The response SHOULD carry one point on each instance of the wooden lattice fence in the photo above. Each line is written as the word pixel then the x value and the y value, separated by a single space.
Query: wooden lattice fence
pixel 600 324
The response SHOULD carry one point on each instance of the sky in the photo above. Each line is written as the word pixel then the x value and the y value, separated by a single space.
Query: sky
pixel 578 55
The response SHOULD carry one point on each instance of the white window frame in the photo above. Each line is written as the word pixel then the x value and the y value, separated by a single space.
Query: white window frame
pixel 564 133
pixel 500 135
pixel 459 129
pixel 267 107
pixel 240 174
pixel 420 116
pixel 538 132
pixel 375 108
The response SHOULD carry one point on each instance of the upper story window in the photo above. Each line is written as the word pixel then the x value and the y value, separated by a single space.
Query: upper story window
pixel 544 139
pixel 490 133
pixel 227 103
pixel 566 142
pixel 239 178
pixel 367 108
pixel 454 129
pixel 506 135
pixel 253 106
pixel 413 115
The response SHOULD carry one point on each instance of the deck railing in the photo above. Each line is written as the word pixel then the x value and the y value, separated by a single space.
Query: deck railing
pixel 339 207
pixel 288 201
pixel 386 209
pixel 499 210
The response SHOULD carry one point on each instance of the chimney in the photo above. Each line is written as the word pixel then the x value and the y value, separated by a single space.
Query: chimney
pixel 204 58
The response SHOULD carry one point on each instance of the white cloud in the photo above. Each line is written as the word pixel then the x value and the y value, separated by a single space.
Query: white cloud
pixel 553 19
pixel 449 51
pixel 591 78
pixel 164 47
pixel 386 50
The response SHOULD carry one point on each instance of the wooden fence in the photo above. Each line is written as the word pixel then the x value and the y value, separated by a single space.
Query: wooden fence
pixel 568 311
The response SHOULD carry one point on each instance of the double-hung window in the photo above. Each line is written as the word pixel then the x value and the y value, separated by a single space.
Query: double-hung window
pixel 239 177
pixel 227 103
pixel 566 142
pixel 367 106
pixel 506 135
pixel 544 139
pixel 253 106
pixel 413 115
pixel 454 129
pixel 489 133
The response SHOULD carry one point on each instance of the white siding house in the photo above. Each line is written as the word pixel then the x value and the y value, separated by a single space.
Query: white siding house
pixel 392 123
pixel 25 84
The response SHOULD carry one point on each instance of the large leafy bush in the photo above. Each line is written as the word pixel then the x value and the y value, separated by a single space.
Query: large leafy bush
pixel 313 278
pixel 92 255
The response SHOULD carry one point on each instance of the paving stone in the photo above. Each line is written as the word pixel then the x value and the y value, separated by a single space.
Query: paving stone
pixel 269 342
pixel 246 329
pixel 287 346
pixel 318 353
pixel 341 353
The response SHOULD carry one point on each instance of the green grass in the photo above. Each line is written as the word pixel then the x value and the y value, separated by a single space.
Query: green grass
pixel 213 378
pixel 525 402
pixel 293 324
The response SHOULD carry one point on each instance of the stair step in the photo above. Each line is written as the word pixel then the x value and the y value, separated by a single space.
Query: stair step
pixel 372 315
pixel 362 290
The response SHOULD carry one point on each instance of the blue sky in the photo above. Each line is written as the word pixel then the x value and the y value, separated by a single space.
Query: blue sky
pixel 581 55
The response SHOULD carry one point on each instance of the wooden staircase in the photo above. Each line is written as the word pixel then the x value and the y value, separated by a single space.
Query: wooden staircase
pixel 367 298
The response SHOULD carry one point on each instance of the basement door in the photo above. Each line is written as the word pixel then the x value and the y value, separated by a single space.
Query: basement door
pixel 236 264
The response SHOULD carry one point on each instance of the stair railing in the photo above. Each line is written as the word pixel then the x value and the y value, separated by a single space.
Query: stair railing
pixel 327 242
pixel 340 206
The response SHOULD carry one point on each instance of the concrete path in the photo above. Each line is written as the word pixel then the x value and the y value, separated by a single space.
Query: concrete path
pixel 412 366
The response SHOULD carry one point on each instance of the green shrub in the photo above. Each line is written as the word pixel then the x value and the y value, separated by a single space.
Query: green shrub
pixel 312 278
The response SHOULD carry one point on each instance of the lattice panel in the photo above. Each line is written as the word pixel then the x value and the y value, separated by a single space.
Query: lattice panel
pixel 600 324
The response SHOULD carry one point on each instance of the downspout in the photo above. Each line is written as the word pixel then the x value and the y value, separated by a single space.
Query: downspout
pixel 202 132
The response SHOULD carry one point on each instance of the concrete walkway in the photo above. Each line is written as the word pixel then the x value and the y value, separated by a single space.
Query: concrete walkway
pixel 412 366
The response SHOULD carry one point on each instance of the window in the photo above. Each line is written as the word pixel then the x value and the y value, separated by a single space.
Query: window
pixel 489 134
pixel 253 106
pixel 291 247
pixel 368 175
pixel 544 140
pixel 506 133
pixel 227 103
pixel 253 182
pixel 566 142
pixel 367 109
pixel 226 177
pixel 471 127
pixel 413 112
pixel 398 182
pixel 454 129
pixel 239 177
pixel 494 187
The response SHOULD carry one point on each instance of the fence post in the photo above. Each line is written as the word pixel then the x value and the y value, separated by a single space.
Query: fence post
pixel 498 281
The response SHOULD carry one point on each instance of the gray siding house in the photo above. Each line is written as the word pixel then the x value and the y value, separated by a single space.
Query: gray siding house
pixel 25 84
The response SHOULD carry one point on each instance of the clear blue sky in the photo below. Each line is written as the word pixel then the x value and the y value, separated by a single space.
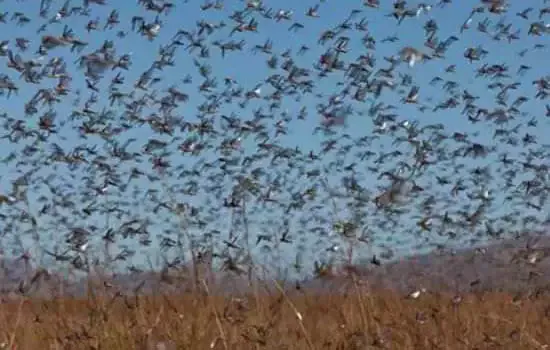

WHAT IS BEING ASKED -> Write out all of the records above. Keep them exact and leave out the pictures.

RESULT OF THIS EXERCISE ->
The response SHOULD carry one point on each instance of the wooden lattice fence in the photo above. Each line is written as the word pixel then the x value and the y value, separated by a single space.
Query: wooden lattice fence
pixel 600 324
The response SHOULD carry one point on each instance of the sky in the photo above. Each line is written as the word pixel then the x value and the y value, separated by a single space.
Query: sky
pixel 578 55
The response SHOULD carry one point on each instance of the white window frame in the photo above. Each line is written as the word pixel then the x value and the y value, separated by a single space.
Query: white window frame
pixel 564 133
pixel 500 135
pixel 459 129
pixel 267 107
pixel 240 174
pixel 420 116
pixel 538 132
pixel 375 108
The response SHOULD carry one point on each instance of the upper story window in the photo above. Each line is written as the word pixel then the x value and the y value, separated by a single space.
Query: upper story window
pixel 544 139
pixel 490 133
pixel 227 103
pixel 566 142
pixel 239 178
pixel 367 108
pixel 454 129
pixel 506 135
pixel 253 106
pixel 413 115
The response SHOULD carry one point on each instance of the deck railing in the photo above. Each line is written as the word pixel then the x value and the y value, separated by a single space.
Query: deck railing
pixel 339 207
pixel 288 201
pixel 386 209
pixel 499 210
The response SHOULD carry one point on each instance of the chimney in the photo above. Each line is written as the word pixel then the x value and the y value, separated by a single space.
Query: chimney
pixel 204 58
The response SHOULD carry one point on each instance of the white cloud in the photo above. Each line is written as the word pixel then the x value and the y value, separated by a single space.
Query: white cloud
pixel 553 19
pixel 449 51
pixel 591 78
pixel 164 47
pixel 386 50
The response SHOULD carry one point on each instance of the wooden fence in the photo above. Each line is written as the word pixel then the x value and the y value, separated by a single space.
Query: wooden fence
pixel 568 311
The response SHOULD carry one point on each instance of the double-hung window in the photo above. Each line is written as the word pixel then the x value and the y value, separated by a single space.
Query: double-hung window
pixel 239 177
pixel 227 103
pixel 566 142
pixel 367 106
pixel 506 135
pixel 544 139
pixel 253 106
pixel 413 115
pixel 454 129
pixel 489 133
The response SHOULD carry one point on each instance of the white siding house in the photo above. Each line is written as the word pixel then the x value and the y value, separated by a single space.
Query: white siding house
pixel 392 123
pixel 25 84
The response SHOULD carry one point on each instance of the large leafy bush in the photo above. Each line is written as the word pixel then the x value and the y value, separated by a single space.
Query: large leafy bush
pixel 313 278
pixel 92 255
The response SHOULD carry one point on each instance of the paving stone in the photo above. Each line is written as the word pixel then the x value and the y value, separated by a single space.
Query: paving stone
pixel 269 342
pixel 246 329
pixel 287 346
pixel 318 353
pixel 341 353
The response SHOULD carry one point on each instance of the green grass in the photo above. Each line is written as the word pixel then the x value and the y value, separated by a single space.
Query: green grass
pixel 213 378
pixel 525 402
pixel 293 324
The response SHOULD carry one point on each instance of the stair step in the photo above. Each line is written as the word pixel then the x value and the y value, separated by a single space.
Query: stair step
pixel 372 315
pixel 362 290
The response SHOULD carry one point on each instance of the blue sky in the photo above. Each line is written as the word pixel then the x value and the y value, separated by a single space.
Query: blue sky
pixel 581 55
The response SHOULD carry one point on each instance of the wooden staircase in the photo above. Each line is written as the word pixel then the x value and the y value, separated by a single space.
Query: wooden staircase
pixel 367 298
The response SHOULD carry one point on each instance of the basement door in the photo above. Each line is written as the word pixel then the x value and the y value, separated by a single space.
Query: basement door
pixel 236 264
The response SHOULD carry one point on each instance of the stair railing in the photo above. Each line is written as the word pixel then the x value and the y value, separated by a single space.
Query: stair railing
pixel 327 242
pixel 340 206
The response SHOULD carry one point on each instance of the concrete path in the photo above. Each line is written as the word pixel then the x value and the y value, separated by a single space.
Query: concrete path
pixel 412 366
The response SHOULD carry one point on each instance of the green shrub in the photo above. Each line is written as the word pixel then the x value and the y value, separated by a single space.
Query: green shrub
pixel 312 278
The response SHOULD carry one point on each instance of the lattice panel in the photo above. Each line is written as the word pixel then the x value and the y value, separated by a single space.
Query: lattice panel
pixel 600 324
The response SHOULD carry one point on each instance of the downspout in the photo above. Each line is written as the word pixel then the x value and the y value, separated by a single space.
Query: downspout
pixel 202 132
The response SHOULD carry one point on each instance of the concrete walkway in the photo above. Each line is written as the word pixel then the x value and the y value, separated by a single space.
Query: concrete walkway
pixel 412 366
The response SHOULD carry one point on each instance of the window in the photo above. Each line is written as the word pixel then the x value and the y value, separated by a single space.
Query: window
pixel 489 134
pixel 253 106
pixel 291 247
pixel 368 175
pixel 544 140
pixel 506 133
pixel 227 103
pixel 253 182
pixel 566 142
pixel 367 109
pixel 226 177
pixel 471 127
pixel 413 112
pixel 398 182
pixel 454 129
pixel 239 177
pixel 494 187
The response SHOULD carry one point on each instance of the fence post in the photo above. Each line is written as the word pixel then the x value and the y value, separated by a single space.
Query: fence post
pixel 498 281
The response SHOULD carry one point on each instance of the gray siding house in the photo above. Each line is written as the word pixel then the x value and the y value, separated by a single space.
Query: gray siding house
pixel 25 84
The response SHOULD carry one point on each instance of the clear blue sky in the photo below. Each line is written as the word pixel then the x value and the y value, separated by a single space.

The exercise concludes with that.